• WHAT YOU WILL DO
Give the lines below as a JSON list of strings, one string per line, leaving out blank lines. Omit the pictures from your answer.
====== RECORDS FOR THIS EXERCISE
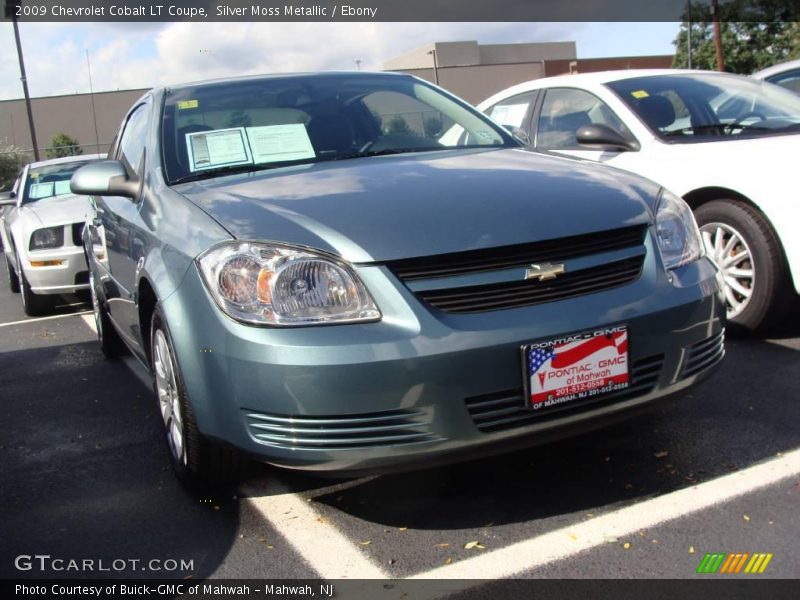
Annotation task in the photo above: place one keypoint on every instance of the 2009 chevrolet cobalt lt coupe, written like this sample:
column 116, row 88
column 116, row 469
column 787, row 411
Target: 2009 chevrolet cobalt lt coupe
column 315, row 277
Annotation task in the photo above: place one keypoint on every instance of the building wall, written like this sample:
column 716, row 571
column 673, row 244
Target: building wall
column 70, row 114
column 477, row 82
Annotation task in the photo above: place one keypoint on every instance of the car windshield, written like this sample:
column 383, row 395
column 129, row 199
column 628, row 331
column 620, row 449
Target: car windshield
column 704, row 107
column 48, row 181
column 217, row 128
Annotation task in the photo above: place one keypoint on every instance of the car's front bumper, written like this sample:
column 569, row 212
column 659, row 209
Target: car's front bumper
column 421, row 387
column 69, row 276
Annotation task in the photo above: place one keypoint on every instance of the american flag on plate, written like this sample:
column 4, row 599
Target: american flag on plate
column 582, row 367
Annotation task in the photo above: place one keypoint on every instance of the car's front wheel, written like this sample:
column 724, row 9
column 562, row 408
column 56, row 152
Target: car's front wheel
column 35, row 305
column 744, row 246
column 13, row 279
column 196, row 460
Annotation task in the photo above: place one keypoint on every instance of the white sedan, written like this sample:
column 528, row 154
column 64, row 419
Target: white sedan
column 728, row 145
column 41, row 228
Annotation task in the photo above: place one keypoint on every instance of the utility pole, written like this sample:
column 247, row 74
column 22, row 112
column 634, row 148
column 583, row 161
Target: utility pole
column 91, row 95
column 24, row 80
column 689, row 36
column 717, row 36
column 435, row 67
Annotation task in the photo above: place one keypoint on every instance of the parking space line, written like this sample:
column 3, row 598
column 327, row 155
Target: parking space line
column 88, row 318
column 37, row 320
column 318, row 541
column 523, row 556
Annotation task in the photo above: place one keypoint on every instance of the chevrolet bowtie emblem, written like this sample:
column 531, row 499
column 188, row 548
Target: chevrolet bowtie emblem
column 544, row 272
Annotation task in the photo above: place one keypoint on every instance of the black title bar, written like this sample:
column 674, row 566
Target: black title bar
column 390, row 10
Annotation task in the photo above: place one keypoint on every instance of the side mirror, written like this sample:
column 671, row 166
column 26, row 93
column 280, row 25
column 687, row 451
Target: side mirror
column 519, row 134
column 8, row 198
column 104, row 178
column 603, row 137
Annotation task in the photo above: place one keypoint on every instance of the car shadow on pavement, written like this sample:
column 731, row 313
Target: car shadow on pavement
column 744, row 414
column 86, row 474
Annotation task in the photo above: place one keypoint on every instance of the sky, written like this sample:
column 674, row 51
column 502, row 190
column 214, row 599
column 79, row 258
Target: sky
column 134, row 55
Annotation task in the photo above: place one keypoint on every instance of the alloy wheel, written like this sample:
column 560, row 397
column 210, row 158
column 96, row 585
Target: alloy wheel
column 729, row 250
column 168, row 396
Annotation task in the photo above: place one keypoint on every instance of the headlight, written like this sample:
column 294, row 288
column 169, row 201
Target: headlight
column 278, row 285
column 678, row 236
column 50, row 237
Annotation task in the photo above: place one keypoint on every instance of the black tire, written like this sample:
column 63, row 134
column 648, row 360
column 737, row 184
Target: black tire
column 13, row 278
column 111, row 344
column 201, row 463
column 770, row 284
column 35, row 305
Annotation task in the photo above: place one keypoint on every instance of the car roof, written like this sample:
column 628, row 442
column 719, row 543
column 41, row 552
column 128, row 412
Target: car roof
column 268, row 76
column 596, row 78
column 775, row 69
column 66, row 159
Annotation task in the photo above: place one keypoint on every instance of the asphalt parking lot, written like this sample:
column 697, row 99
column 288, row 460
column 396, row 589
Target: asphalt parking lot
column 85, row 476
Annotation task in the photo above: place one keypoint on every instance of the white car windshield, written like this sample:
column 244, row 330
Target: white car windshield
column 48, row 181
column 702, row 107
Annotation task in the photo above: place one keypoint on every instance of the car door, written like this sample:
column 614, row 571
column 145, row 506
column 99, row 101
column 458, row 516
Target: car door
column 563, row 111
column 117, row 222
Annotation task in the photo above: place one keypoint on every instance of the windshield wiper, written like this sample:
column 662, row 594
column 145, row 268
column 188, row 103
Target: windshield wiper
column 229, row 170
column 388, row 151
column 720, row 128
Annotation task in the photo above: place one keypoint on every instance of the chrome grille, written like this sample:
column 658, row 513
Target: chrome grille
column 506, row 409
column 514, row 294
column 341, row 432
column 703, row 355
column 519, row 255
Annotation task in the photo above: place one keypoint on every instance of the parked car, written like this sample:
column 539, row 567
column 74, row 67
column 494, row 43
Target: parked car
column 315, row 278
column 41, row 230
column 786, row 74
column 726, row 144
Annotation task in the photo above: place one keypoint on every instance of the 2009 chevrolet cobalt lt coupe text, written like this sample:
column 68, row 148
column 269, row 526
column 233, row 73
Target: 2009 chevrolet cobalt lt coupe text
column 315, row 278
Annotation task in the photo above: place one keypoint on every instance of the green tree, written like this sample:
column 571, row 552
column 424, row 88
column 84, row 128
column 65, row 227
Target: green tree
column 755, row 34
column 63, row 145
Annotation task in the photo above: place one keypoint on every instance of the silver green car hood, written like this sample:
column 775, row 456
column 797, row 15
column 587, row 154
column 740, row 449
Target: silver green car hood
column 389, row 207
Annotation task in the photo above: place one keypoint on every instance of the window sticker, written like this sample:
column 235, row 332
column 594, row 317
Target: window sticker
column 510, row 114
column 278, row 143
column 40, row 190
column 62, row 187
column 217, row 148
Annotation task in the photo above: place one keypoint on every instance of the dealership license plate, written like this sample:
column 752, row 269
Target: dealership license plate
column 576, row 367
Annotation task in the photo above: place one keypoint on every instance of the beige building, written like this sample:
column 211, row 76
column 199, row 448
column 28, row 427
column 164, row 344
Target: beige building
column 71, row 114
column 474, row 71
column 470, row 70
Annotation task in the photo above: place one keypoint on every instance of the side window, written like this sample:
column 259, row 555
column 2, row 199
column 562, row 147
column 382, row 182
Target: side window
============
• EXERCISE RESULT
[
  "Annotation task in the photo above: place one keypoint on every instance of the 2009 chevrolet cobalt lt coupe, written like this sample:",
  "column 116, row 88",
  "column 116, row 469",
  "column 787, row 411",
  "Target: 2009 chevrolet cobalt lt coupe",
  "column 315, row 277",
  "Annotation task in the photo above: place one keypoint on every instance of the building wall, written like this sample:",
  "column 716, row 571",
  "column 673, row 244",
  "Target: building wall",
  "column 70, row 114",
  "column 477, row 82",
  "Annotation task in the photo above: place one keypoint on every instance of the car windshield, written like this sample:",
  "column 383, row 395",
  "column 129, row 199",
  "column 628, row 331",
  "column 620, row 449",
  "Target: car windshield",
  "column 704, row 107",
  "column 48, row 181",
  "column 217, row 128",
  "Annotation task in the photo above: place one keypoint on every instance of the car's front bumper, written like this sample:",
  "column 569, row 212",
  "column 659, row 209",
  "Target: car's front bumper",
  "column 421, row 387",
  "column 69, row 276",
  "Annotation task in the photo above: place one keypoint on every instance of the american flag on plate, written like this sample:",
  "column 4, row 599",
  "Target: american flag on plate",
  "column 582, row 367",
  "Annotation task in the photo above: place one keypoint on every instance of the car's front wheel, written like this sample:",
  "column 724, row 9",
  "column 562, row 408",
  "column 56, row 152",
  "Target: car's front wheel",
  "column 35, row 305",
  "column 744, row 246",
  "column 13, row 279",
  "column 196, row 460",
  "Annotation task in the photo above: place one keypoint on every instance of the white sedan, written like this sample:",
  "column 528, row 154",
  "column 64, row 419",
  "Target: white sedan",
  "column 728, row 145",
  "column 41, row 228",
  "Annotation task in the photo above: place one keypoint on every instance of the utility pole, written like this sample:",
  "column 247, row 74",
  "column 22, row 112",
  "column 634, row 148",
  "column 583, row 161",
  "Target: utility pole",
  "column 91, row 95",
  "column 24, row 80",
  "column 689, row 36",
  "column 717, row 36",
  "column 435, row 67",
  "Annotation task in the photo above: place one keypoint on every instance of the parking space line, written like this sample:",
  "column 3, row 598",
  "column 327, row 155",
  "Target: parking space line",
  "column 88, row 318",
  "column 37, row 320",
  "column 318, row 541",
  "column 523, row 556",
  "Annotation task in the photo above: place one keypoint on every instance of the chevrolet bowtie emblem, written like this sample:",
  "column 531, row 499",
  "column 188, row 548",
  "Target: chevrolet bowtie emblem",
  "column 544, row 272",
  "Annotation task in the photo above: place one keypoint on every instance of the black title bar, written like this sample:",
  "column 674, row 566",
  "Target: black title bar",
  "column 390, row 10",
  "Annotation task in the photo above: place one keypoint on every instance of the side mirror, written like this sample:",
  "column 671, row 166",
  "column 26, row 93",
  "column 280, row 25",
  "column 687, row 451",
  "Target: side mirror",
  "column 519, row 134",
  "column 8, row 198",
  "column 104, row 178",
  "column 603, row 137",
  "Annotation task in the photo above: place one keypoint on every instance of the car shadow on pavement, written like this sample:",
  "column 731, row 313",
  "Target: car shadow on pavement",
  "column 744, row 414",
  "column 86, row 474",
  "Annotation task in the photo above: place one keypoint on every instance of the sky, written like this sample:",
  "column 674, row 51",
  "column 502, row 190",
  "column 214, row 599",
  "column 79, row 258",
  "Target: sky",
  "column 134, row 55",
  "Annotation task in the photo above: place one keypoint on every instance of the alloy wheel, written like this sample:",
  "column 560, row 397",
  "column 210, row 158",
  "column 96, row 585",
  "Target: alloy wheel",
  "column 729, row 250",
  "column 168, row 396",
  "Annotation task in the photo above: place one keypoint on every instance of the headlight, written like this sample:",
  "column 294, row 288",
  "column 169, row 201",
  "Target: headlight",
  "column 278, row 285",
  "column 678, row 236",
  "column 50, row 237",
  "Annotation task in the photo above: place one keypoint on every instance of the black tire, written like this sample:",
  "column 63, row 134",
  "column 648, row 360",
  "column 737, row 184",
  "Target: black tire",
  "column 13, row 278",
  "column 111, row 344",
  "column 201, row 463",
  "column 770, row 284",
  "column 35, row 305",
  "Annotation task in the photo above: place one keypoint on every instance of the car roof, written like this sample:",
  "column 628, row 442",
  "column 719, row 543",
  "column 41, row 552",
  "column 128, row 412",
  "Target: car roof",
  "column 268, row 76",
  "column 596, row 78",
  "column 775, row 69",
  "column 66, row 159",
  "Annotation task in the photo above: place one keypoint on every instance of the asphalt parking lot, written like this sample:",
  "column 697, row 99",
  "column 288, row 460",
  "column 396, row 589",
  "Target: asphalt parking lot",
  "column 85, row 476",
  "Annotation task in the photo above: place one keypoint on every instance of the white car windshield, written like this sample:",
  "column 244, row 330",
  "Target: white car windshield",
  "column 48, row 181",
  "column 702, row 107",
  "Annotation task in the photo above: place one keypoint on every instance of the car door, written like this sample:",
  "column 614, row 571",
  "column 145, row 506",
  "column 99, row 101",
  "column 458, row 516",
  "Target: car door",
  "column 563, row 111",
  "column 117, row 222",
  "Annotation task in the photo above: place one keypoint on every instance of the windshield wiper, written like this sample:",
  "column 662, row 594",
  "column 145, row 268",
  "column 188, row 103",
  "Target: windshield wiper",
  "column 229, row 170",
  "column 388, row 151",
  "column 720, row 128",
  "Annotation task in the photo above: place one keypoint on every instance of the chrome grille, written like this sample:",
  "column 658, row 513",
  "Target: chrome grille",
  "column 506, row 409",
  "column 514, row 294",
  "column 341, row 432",
  "column 703, row 355",
  "column 519, row 255",
  "Annotation task in the photo above: place one keypoint on every instance of the parked car, written like this sample:",
  "column 539, row 567",
  "column 74, row 67",
  "column 494, row 43",
  "Target: parked car",
  "column 315, row 278",
  "column 41, row 230",
  "column 786, row 74",
  "column 726, row 144",
  "Annotation task in the photo above: place one keypoint on every instance of the 2009 chevrolet cobalt lt coupe text, written like this sample:",
  "column 68, row 148",
  "column 269, row 526",
  "column 233, row 73",
  "Target: 2009 chevrolet cobalt lt coupe text",
  "column 315, row 278",
  "Annotation task in the photo above: place one keypoint on every instance of the green tree, written like this sample:",
  "column 571, row 552",
  "column 424, row 88",
  "column 84, row 128",
  "column 65, row 227",
  "Target: green tree",
  "column 755, row 34",
  "column 63, row 145",
  "Annotation task in the photo above: place one keypoint on every instance of the silver green car hood, written like this sample:",
  "column 775, row 456",
  "column 797, row 15",
  "column 587, row 154",
  "column 740, row 449",
  "Target: silver green car hood",
  "column 389, row 207",
  "Annotation task in the photo above: place one keypoint on every instance of the window sticker, written like this sample:",
  "column 235, row 332",
  "column 594, row 317",
  "Target: window sticker",
  "column 510, row 114",
  "column 278, row 143",
  "column 40, row 190",
  "column 62, row 187",
  "column 217, row 148",
  "Annotation task in the photo above: place one keypoint on every instance of the dealership license plate, written like this sample:",
  "column 752, row 269",
  "Target: dealership license plate",
  "column 576, row 367",
  "Annotation task in the photo above: place one keypoint on every instance of the beige building, written like this sample:",
  "column 211, row 76",
  "column 199, row 448",
  "column 28, row 427",
  "column 164, row 344",
  "Target: beige building",
  "column 71, row 114",
  "column 474, row 71",
  "column 470, row 70",
  "Annotation task in the photo above: place one keypoint on every instance of the side window, written like this sample:",
  "column 259, row 555",
  "column 2, row 199",
  "column 562, row 147",
  "column 382, row 182",
  "Target: side window"
]